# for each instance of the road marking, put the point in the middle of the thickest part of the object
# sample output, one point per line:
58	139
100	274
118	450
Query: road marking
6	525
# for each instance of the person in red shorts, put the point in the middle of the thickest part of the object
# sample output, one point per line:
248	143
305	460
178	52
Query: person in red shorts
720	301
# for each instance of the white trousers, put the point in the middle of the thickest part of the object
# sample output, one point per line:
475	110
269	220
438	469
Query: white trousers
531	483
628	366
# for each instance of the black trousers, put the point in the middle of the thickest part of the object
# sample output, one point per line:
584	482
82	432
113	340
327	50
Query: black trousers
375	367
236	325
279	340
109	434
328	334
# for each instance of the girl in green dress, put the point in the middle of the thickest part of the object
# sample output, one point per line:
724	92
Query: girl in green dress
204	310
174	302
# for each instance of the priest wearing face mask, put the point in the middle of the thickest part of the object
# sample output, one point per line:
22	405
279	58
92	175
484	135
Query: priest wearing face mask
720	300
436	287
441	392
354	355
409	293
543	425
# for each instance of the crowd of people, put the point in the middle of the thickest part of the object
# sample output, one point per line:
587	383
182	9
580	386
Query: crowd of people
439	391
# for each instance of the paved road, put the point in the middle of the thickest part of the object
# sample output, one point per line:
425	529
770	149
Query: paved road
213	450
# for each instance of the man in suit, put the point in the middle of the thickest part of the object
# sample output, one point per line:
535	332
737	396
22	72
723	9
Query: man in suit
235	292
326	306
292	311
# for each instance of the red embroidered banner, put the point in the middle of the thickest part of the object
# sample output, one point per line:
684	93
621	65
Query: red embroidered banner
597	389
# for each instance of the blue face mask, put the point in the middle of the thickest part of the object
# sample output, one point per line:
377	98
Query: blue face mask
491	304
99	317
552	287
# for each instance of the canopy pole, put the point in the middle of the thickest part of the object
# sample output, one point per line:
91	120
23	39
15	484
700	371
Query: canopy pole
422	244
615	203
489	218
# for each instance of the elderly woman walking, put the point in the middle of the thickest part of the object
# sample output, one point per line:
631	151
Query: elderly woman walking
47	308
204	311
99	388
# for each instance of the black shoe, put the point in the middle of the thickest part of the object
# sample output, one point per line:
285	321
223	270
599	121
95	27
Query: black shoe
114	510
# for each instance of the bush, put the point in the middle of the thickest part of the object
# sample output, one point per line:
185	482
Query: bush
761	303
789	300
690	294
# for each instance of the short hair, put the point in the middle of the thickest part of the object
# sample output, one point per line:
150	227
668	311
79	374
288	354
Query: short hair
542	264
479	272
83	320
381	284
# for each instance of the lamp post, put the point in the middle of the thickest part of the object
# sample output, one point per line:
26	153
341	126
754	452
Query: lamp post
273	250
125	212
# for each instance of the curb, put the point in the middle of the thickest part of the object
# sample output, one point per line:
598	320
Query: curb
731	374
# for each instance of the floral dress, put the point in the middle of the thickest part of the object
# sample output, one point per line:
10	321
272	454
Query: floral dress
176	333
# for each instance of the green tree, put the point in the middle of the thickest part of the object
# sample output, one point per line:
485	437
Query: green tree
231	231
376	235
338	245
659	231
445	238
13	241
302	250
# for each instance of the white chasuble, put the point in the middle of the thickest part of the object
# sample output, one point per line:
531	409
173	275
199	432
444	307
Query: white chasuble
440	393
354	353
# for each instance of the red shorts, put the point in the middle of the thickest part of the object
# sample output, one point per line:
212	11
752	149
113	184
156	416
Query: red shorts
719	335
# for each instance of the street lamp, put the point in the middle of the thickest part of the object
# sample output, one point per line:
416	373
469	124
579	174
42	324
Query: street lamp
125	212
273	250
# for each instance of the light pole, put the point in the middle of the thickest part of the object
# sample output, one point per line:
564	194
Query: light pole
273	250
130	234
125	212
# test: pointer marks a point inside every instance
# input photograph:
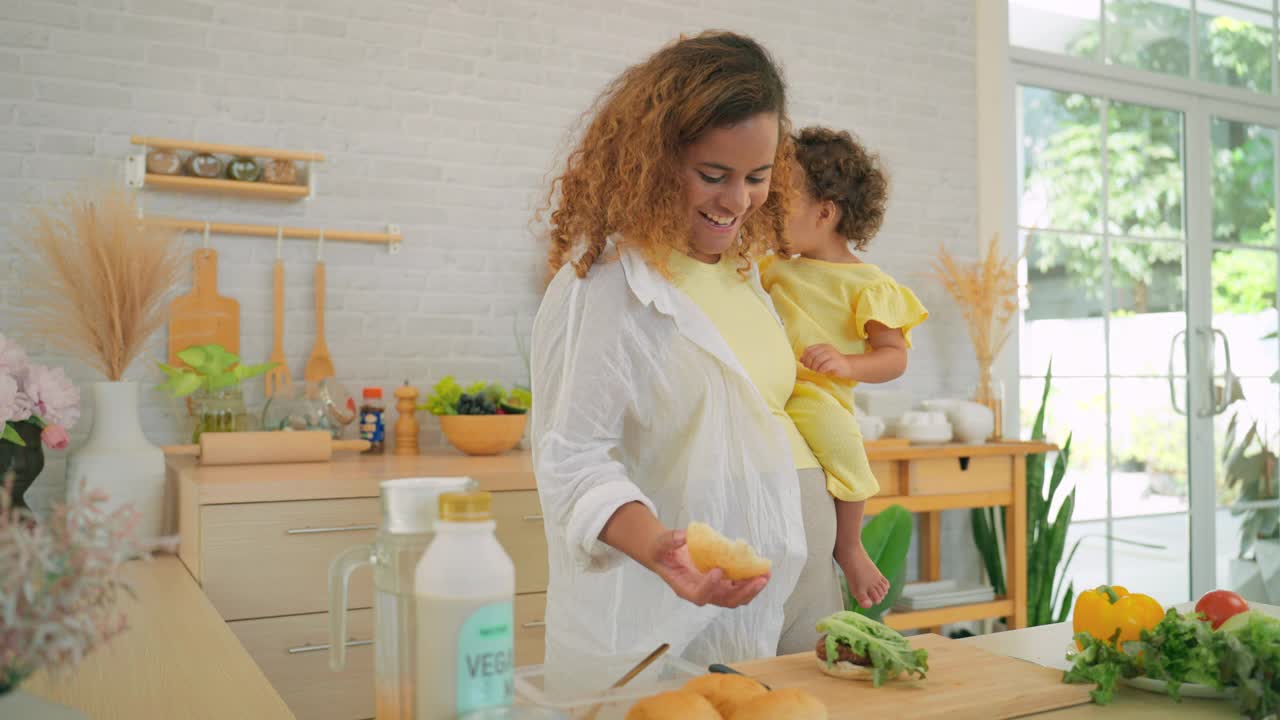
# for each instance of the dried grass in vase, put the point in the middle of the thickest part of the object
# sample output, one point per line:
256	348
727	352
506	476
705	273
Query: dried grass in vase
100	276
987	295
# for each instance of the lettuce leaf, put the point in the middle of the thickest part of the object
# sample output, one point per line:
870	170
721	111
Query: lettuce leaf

=-=-=

SET EXERCISE => Reproduce all of the material exactly, apart from the pictures.

TASK RESPONSE =>
# for each instance of the road marking, put the point in the middle of the thickest part of the object
# sample output, one point per line:
58	139
100	274
118	450
Query: road marking
6	525
# for each instance of the person in red shorts, put the point in the middle of the thickest part of the object
# sample output, one point per line:
248	143
305	460
178	52
Query: person in red shorts
720	301
# for each instance of the white trousers, put the point in the middle of the thickest part of the object
# sample output, one point per line:
475	110
269	220
438	469
Query: white trousers
531	483
628	366
# for each instance of the black trousers, put the point in the middle of the thickest part of the object
# sample output, one point per line:
584	482
82	432
113	340
327	50
Query: black trousers
375	367
236	325
279	340
109	434
328	334
# for each instance of the girl in green dress, put the point in the middle of the thickest part of the object
# sample output, one point per line:
724	92
Query: girl in green dress
204	310
174	302
# for each instance of the priest wearing face mask, put the point in the middle of the thickest part of the object
# sample output, one point per line:
22	405
279	58
92	175
484	135
Query: priest wearing face mask
720	300
436	287
441	392
354	355
409	293
543	425
# for each instance of the crowd of people, put the point in the middle of the thickest part of the object
# sample output, one point per line:
587	383
182	9
580	386
Query: crowd of people
439	391
# for each instance of the paved road, put the point in the middle of the thickest part of the object
# sample output, one point per line:
425	529
770	149
Query: paved road
213	450
# for each instance of the man in suit, put the point in the middle of the thickest part of the object
# sample output, one point per line:
535	332
737	396
22	72
723	9
Query: man in suit
235	292
326	306
292	311
# for each instance of the red embroidered banner, put the point in the middle of the thickest part of the object
# sample output, one point per line:
684	93
621	65
Query: red embroidered banner
597	389
# for each instance of the blue face mask, put the point in the middle of the thickest part of the object
# sample output, one point per line:
377	98
Query: blue face mask
491	304
99	317
552	287
# for each instance of the canopy pole, put the point in the middle of the thickest part of the object
# sample output, one point per line:
91	120
23	39
15	484
700	371
Query: canopy pole
422	244
615	203
489	218
# for each instance of the elderly woman walking, put the point in the middle of the thickest part of the object
# sample output, one point per line:
631	151
Query: elderly woman walking
47	308
204	311
99	388
# for each instance of the black shoe, put the point in the middle of the thickest part of the object
# sample output, one point per line:
285	321
223	270
599	121
95	27
Query: black shoe
114	510
# for each instance of the bush, put the point in the middle of the thickest part of the object
# sample output, one point per line:
185	482
Query: bush
761	303
789	300
690	294
# for each instance of the short hair, put the point in the middle of the thickest part of the object
# sample output, one point per line:
150	227
668	311
79	374
288	354
Query: short hair
542	264
479	272
83	320
381	284
# for each instance of the lamp post, put the point in the middle of the thickest part of the object
# sample output, one point per line:
26	153
341	126
754	452
Query: lamp post
273	250
125	212
# for each instance of the curb, put the point in the middle of the thickest part of the object
# sample output, one point per line:
598	320
Query: curb
731	374
# for each instance of the floral dress, put the point in the middle of the thickest part of the object
# sample output, one point per line:
10	321
272	454
Query: floral dress
176	333
# for each instance of the green tree, put the point in the middle of the thickest part of the object
# sample output, one point per line:
485	437
Query: green tree
231	231
376	235
338	245
659	231
445	238
13	241
302	250
# for each instance of the white chasuble, put the point in the middle of the thickest part of the object
# sample output, one point per line:
531	409
173	275
199	432
444	307
Query: white chasuble
440	393
354	353
# for each instance of the red shorts, put the point in the middle of the thickest part of the object
# sample output, one point per line:
212	11
752	149
113	184
156	416
Query: red shorts
719	335
# for each instance of the street lamp, put the point in the middle of the thickest part of the object
# sample output, one point per line:
416	373
469	124
579	174
42	324
Query: street lamp
125	212
273	250
# for each instance of the light pole, put the point in the middle of the thickest part of the object
# sample output, one point per line:
564	194
Query: light pole
273	250
130	234
125	212
# test: pointer marks a point inside every instance
# input photograph:
# for each instance of the dried grass in vase, put the point in the middle of the thickest part of the object
# sample output, one point per line:
256	348
727	352
506	476
705	273
Query: dried grass in vase
100	276
987	295
# for each instance of the lettuce leaf, put the point in the middle of the thickest part of the object
# sample output, one point per line:
870	170
721	111
Query: lettuce leaf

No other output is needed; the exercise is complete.